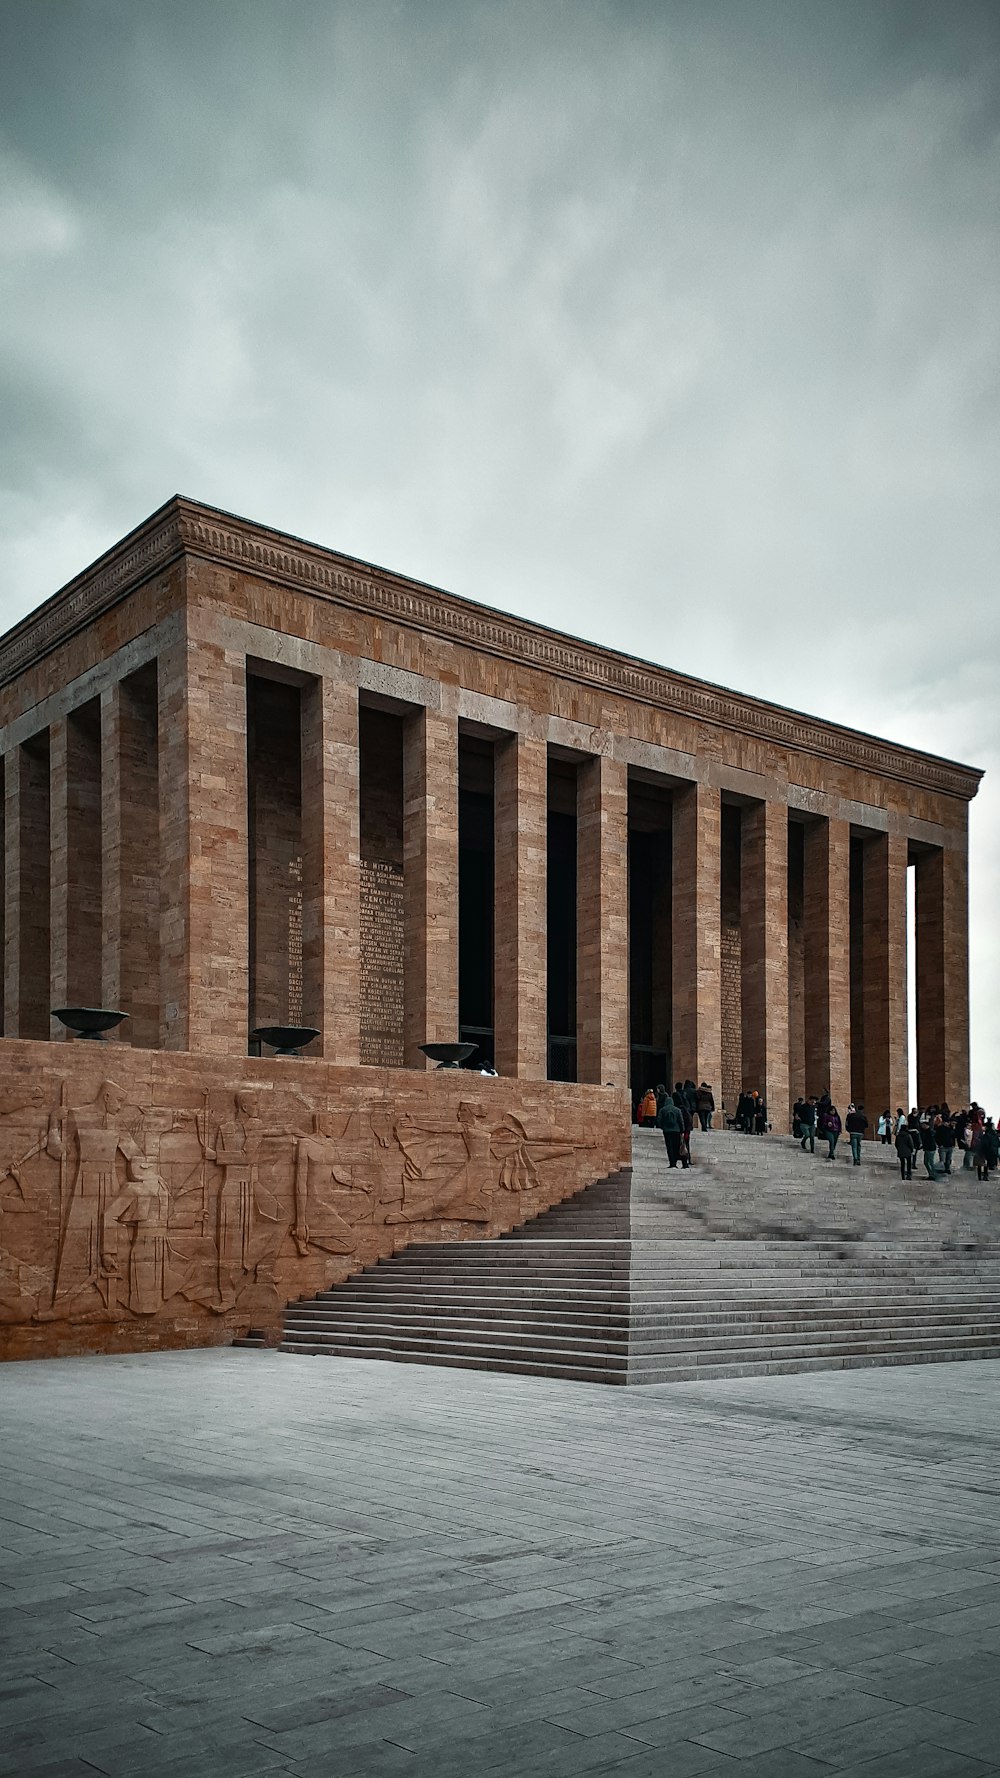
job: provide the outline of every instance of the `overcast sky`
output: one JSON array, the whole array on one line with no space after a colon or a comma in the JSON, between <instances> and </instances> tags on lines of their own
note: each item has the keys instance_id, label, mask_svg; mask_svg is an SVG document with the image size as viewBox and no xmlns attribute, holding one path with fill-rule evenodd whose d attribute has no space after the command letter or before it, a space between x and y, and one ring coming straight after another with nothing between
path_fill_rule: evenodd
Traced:
<instances>
[{"instance_id":1,"label":"overcast sky","mask_svg":"<svg viewBox=\"0 0 1000 1778\"><path fill-rule=\"evenodd\" d=\"M179 491L984 766L1000 6L0 0L0 622Z\"/></svg>"}]
</instances>

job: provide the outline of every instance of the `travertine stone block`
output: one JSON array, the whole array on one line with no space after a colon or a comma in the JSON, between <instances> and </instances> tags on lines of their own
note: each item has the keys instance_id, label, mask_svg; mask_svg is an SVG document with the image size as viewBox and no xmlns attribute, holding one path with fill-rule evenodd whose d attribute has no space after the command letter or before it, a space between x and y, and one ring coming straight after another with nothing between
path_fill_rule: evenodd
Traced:
<instances>
[{"instance_id":1,"label":"travertine stone block","mask_svg":"<svg viewBox=\"0 0 1000 1778\"><path fill-rule=\"evenodd\" d=\"M623 1087L628 1041L628 767L598 755L577 775L577 1079Z\"/></svg>"},{"instance_id":2,"label":"travertine stone block","mask_svg":"<svg viewBox=\"0 0 1000 1778\"><path fill-rule=\"evenodd\" d=\"M8 1043L0 1358L276 1338L414 1241L485 1240L627 1165L628 1097L549 1081Z\"/></svg>"},{"instance_id":3,"label":"travertine stone block","mask_svg":"<svg viewBox=\"0 0 1000 1778\"><path fill-rule=\"evenodd\" d=\"M162 1044L245 1055L246 661L189 623L158 665Z\"/></svg>"},{"instance_id":4,"label":"travertine stone block","mask_svg":"<svg viewBox=\"0 0 1000 1778\"><path fill-rule=\"evenodd\" d=\"M788 1115L788 809L742 815L740 927L743 1086L763 1093L775 1129Z\"/></svg>"},{"instance_id":5,"label":"travertine stone block","mask_svg":"<svg viewBox=\"0 0 1000 1778\"><path fill-rule=\"evenodd\" d=\"M129 1017L112 1036L160 1042L160 792L156 666L101 696L102 1004Z\"/></svg>"},{"instance_id":6,"label":"travertine stone block","mask_svg":"<svg viewBox=\"0 0 1000 1778\"><path fill-rule=\"evenodd\" d=\"M439 710L403 734L403 1057L458 1037L458 721Z\"/></svg>"},{"instance_id":7,"label":"travertine stone block","mask_svg":"<svg viewBox=\"0 0 1000 1778\"><path fill-rule=\"evenodd\" d=\"M70 812L69 738L65 717L49 727L49 992L53 1006L71 1004L70 944ZM77 1001L76 1005L86 1002ZM67 1032L53 1029L57 1041Z\"/></svg>"},{"instance_id":8,"label":"travertine stone block","mask_svg":"<svg viewBox=\"0 0 1000 1778\"><path fill-rule=\"evenodd\" d=\"M4 1030L50 1036L49 736L12 748L5 772Z\"/></svg>"},{"instance_id":9,"label":"travertine stone block","mask_svg":"<svg viewBox=\"0 0 1000 1778\"><path fill-rule=\"evenodd\" d=\"M514 734L494 752L493 1022L500 1074L546 1075L548 748Z\"/></svg>"},{"instance_id":10,"label":"travertine stone block","mask_svg":"<svg viewBox=\"0 0 1000 1778\"><path fill-rule=\"evenodd\" d=\"M808 822L803 856L805 1091L829 1091L841 1111L851 1094L850 872L847 822Z\"/></svg>"},{"instance_id":11,"label":"travertine stone block","mask_svg":"<svg viewBox=\"0 0 1000 1778\"><path fill-rule=\"evenodd\" d=\"M968 854L922 852L916 878L917 1098L957 1111L969 1102Z\"/></svg>"},{"instance_id":12,"label":"travertine stone block","mask_svg":"<svg viewBox=\"0 0 1000 1778\"><path fill-rule=\"evenodd\" d=\"M674 1079L716 1086L722 1070L719 792L692 784L674 796Z\"/></svg>"},{"instance_id":13,"label":"travertine stone block","mask_svg":"<svg viewBox=\"0 0 1000 1778\"><path fill-rule=\"evenodd\" d=\"M315 679L302 694L303 1018L328 1062L359 1060L358 690Z\"/></svg>"},{"instance_id":14,"label":"travertine stone block","mask_svg":"<svg viewBox=\"0 0 1000 1778\"><path fill-rule=\"evenodd\" d=\"M864 847L864 1104L872 1121L907 1097L907 852L896 834Z\"/></svg>"}]
</instances>

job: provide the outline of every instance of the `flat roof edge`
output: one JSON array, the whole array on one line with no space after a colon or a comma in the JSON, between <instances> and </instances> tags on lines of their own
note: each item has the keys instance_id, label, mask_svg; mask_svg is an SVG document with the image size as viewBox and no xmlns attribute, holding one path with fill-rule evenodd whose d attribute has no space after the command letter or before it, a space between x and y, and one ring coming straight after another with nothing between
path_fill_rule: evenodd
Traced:
<instances>
[{"instance_id":1,"label":"flat roof edge","mask_svg":"<svg viewBox=\"0 0 1000 1778\"><path fill-rule=\"evenodd\" d=\"M976 766L695 679L181 495L0 636L0 686L184 555L243 568L557 677L965 801L983 777Z\"/></svg>"}]
</instances>

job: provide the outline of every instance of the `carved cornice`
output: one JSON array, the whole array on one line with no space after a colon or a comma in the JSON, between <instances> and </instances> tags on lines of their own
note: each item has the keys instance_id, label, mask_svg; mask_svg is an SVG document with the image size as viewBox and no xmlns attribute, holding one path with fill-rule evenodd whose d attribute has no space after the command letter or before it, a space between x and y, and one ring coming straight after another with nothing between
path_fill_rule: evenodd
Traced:
<instances>
[{"instance_id":1,"label":"carved cornice","mask_svg":"<svg viewBox=\"0 0 1000 1778\"><path fill-rule=\"evenodd\" d=\"M968 801L975 796L982 777L972 766L898 747L875 735L821 722L611 649L578 642L540 624L474 605L370 563L336 555L182 498L168 502L0 639L0 684L23 672L33 660L181 554L294 587L460 647L539 668L557 678L922 789Z\"/></svg>"},{"instance_id":2,"label":"carved cornice","mask_svg":"<svg viewBox=\"0 0 1000 1778\"><path fill-rule=\"evenodd\" d=\"M184 553L175 500L0 636L0 686L51 654Z\"/></svg>"}]
</instances>

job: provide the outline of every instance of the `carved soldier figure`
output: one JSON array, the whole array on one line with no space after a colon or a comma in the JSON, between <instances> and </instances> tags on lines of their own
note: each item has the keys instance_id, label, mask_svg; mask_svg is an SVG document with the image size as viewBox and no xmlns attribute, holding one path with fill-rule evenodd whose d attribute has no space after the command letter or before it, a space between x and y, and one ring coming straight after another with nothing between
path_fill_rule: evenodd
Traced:
<instances>
[{"instance_id":1,"label":"carved soldier figure","mask_svg":"<svg viewBox=\"0 0 1000 1778\"><path fill-rule=\"evenodd\" d=\"M235 1114L224 1118L206 1156L222 1168L216 1238L218 1303L232 1308L248 1279L269 1281L270 1267L281 1244L277 1199L260 1182L259 1163L264 1125L256 1093L236 1094Z\"/></svg>"},{"instance_id":2,"label":"carved soldier figure","mask_svg":"<svg viewBox=\"0 0 1000 1778\"><path fill-rule=\"evenodd\" d=\"M176 1288L167 1279L170 1200L151 1162L129 1161L128 1175L124 1190L105 1206L104 1268L109 1278L118 1276L118 1225L129 1226L128 1306L135 1315L155 1315Z\"/></svg>"},{"instance_id":3,"label":"carved soldier figure","mask_svg":"<svg viewBox=\"0 0 1000 1778\"><path fill-rule=\"evenodd\" d=\"M334 1209L328 1191L332 1184L350 1189L353 1181L338 1140L337 1119L317 1111L311 1136L295 1143L295 1226L292 1236L303 1257L310 1247L327 1253L353 1253L358 1238L350 1223Z\"/></svg>"},{"instance_id":4,"label":"carved soldier figure","mask_svg":"<svg viewBox=\"0 0 1000 1778\"><path fill-rule=\"evenodd\" d=\"M403 1203L387 1223L489 1222L484 1193L493 1182L490 1126L468 1101L458 1108L464 1158L455 1164L454 1134L399 1119L395 1136L403 1151Z\"/></svg>"},{"instance_id":5,"label":"carved soldier figure","mask_svg":"<svg viewBox=\"0 0 1000 1778\"><path fill-rule=\"evenodd\" d=\"M112 1306L111 1273L104 1264L104 1217L118 1193L117 1159L141 1160L142 1149L127 1127L125 1094L106 1080L89 1105L67 1106L49 1124L48 1153L65 1169L73 1137L78 1163L56 1261L53 1307L93 1287Z\"/></svg>"}]
</instances>

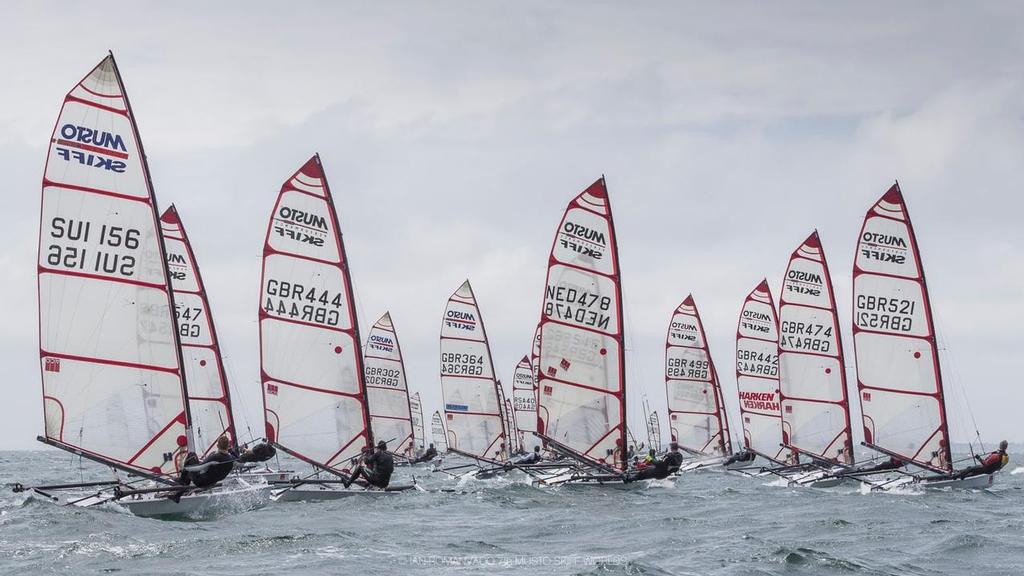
-- -- --
- _Exercise prompt_
For the word "provide", count the lines in the records that contain it. Give the number and no other words.

- _Result for this task_
5